- _Text_:
╭──
The latest Weil European Distress Index sounds an unwelcome alarm in the world of European corporate distress, revealing a deepening crisis marked by persistent challenges in profitability and a stark lack of investment across over 3,750 listed corporates. For us at REFIRE, it's no great surprise that the law firm's Index spotlights the real estate sector as the most distressed, confronted by a range of problems.
The last quarter of 2023 highlights a significant shift, with falling profitability emerging as the primary driver of corporate distress. This comes at a critical juncture for European companies grappling with economic fluctuations, market uncertainty, and the dual challenge of managing rising costs while sustaining production.
Germany, traditionally regarded as THE European economic powerhouse, emerges as the most distressed market in Europe. Deteriorating investment metrics, liquidity pressures, and stagnant profitability contribute to the bleak economic outlook, with a projected 0.4% contraction in its economy for 2024.
UK and the rest of Europe
While there's a slight easing of corporate distress in the UK compared to the previous quarter, it remains significantly higher than the same period last year. Weil identifies weakened investment metrics, tightened liquidity, and reduced profitability as ongoing challenges, exacerbated by the impact of higher interest rates.
Traditionally the least distressed market, France now ranks third in the latest quarter. Deteriorating investment metrics, growing pressures on liquidity and profitability, declining GDP, and a contracting manufacturing sector contribute to a shifting economic landscape.
╰──
- _Stored data_:
╭──
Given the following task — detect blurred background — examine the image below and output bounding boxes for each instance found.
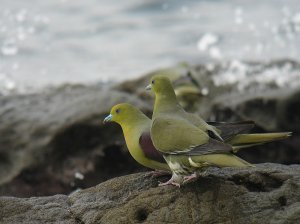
[0,0,300,197]
[0,0,300,93]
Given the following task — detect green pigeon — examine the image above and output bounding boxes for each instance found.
[146,75,223,141]
[147,76,291,186]
[104,103,170,175]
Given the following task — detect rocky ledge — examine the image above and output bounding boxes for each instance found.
[0,163,300,224]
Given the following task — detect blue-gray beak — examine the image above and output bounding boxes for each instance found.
[145,84,152,90]
[103,114,112,124]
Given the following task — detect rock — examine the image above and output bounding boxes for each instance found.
[0,60,300,197]
[0,86,147,196]
[0,164,300,224]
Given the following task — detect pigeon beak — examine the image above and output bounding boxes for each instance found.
[145,84,152,90]
[103,114,112,124]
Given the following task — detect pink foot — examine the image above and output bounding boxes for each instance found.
[145,170,171,177]
[183,173,198,184]
[158,178,180,188]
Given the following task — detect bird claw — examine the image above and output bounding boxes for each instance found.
[145,170,171,177]
[158,179,180,188]
[183,173,198,184]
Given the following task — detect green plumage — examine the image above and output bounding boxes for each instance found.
[150,76,290,186]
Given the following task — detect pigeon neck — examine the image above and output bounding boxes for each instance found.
[153,93,178,118]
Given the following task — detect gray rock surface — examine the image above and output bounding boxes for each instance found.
[0,60,300,197]
[0,164,300,224]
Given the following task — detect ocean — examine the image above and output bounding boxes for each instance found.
[0,0,300,95]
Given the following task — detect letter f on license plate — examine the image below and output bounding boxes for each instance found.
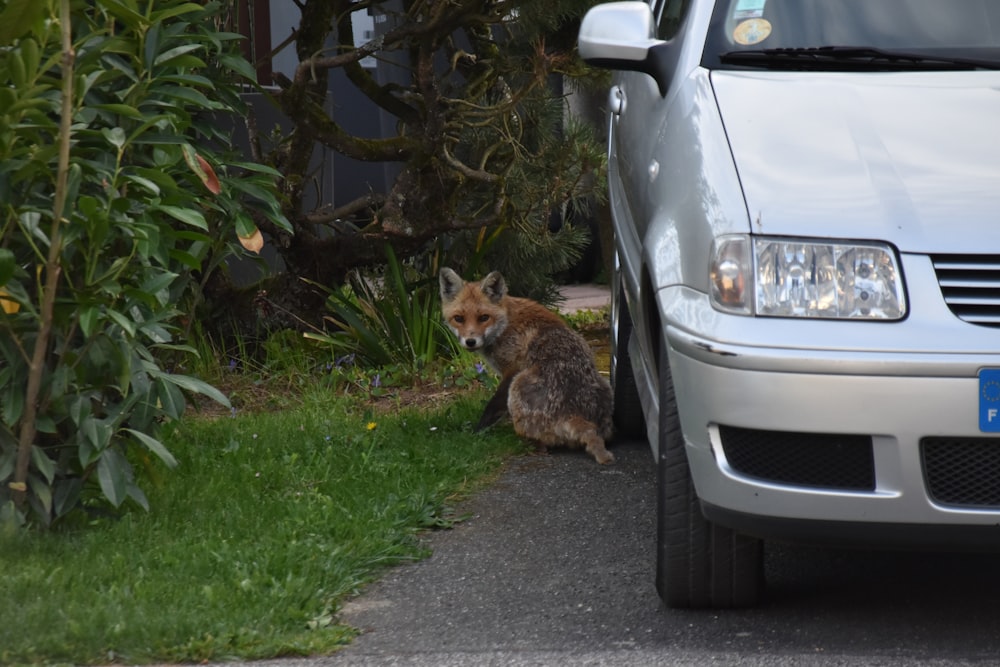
╰──
- _What you have to do_:
Write the next part of the piece on the European corporate distress index, picking up after its final sentence. The records play no part in what is asked here.

- _Reply_:
Despite being the least distressed regions, Spain and Italy experience distress levels above the long-run average, influenced by falling profitability and weaker investment, says the latest Index reading.
Real estate sector hit the worst
The real estate sector is the most distressed of all corporate fields of activity, facing the burden of high interest rates, constraining financial flexibility and increasing the cost of capital. Real estate companies are contending with falling valuations, impacting asset portfolios and overall financial health. Profit margins are being squeezed by escalating energy and construction costs, while increasingly expensive financing options are adding to companies' financial misery.
The Healthcare sector follows closely as the second most distressed, grappling with the dual impact of higher interest rates and increasing debt servicing costs. Retail and Consumer Goods companies are also witnessing heightened distress, influenced by higher remortgage rates, escalating rents, and eroding discretionary spending power.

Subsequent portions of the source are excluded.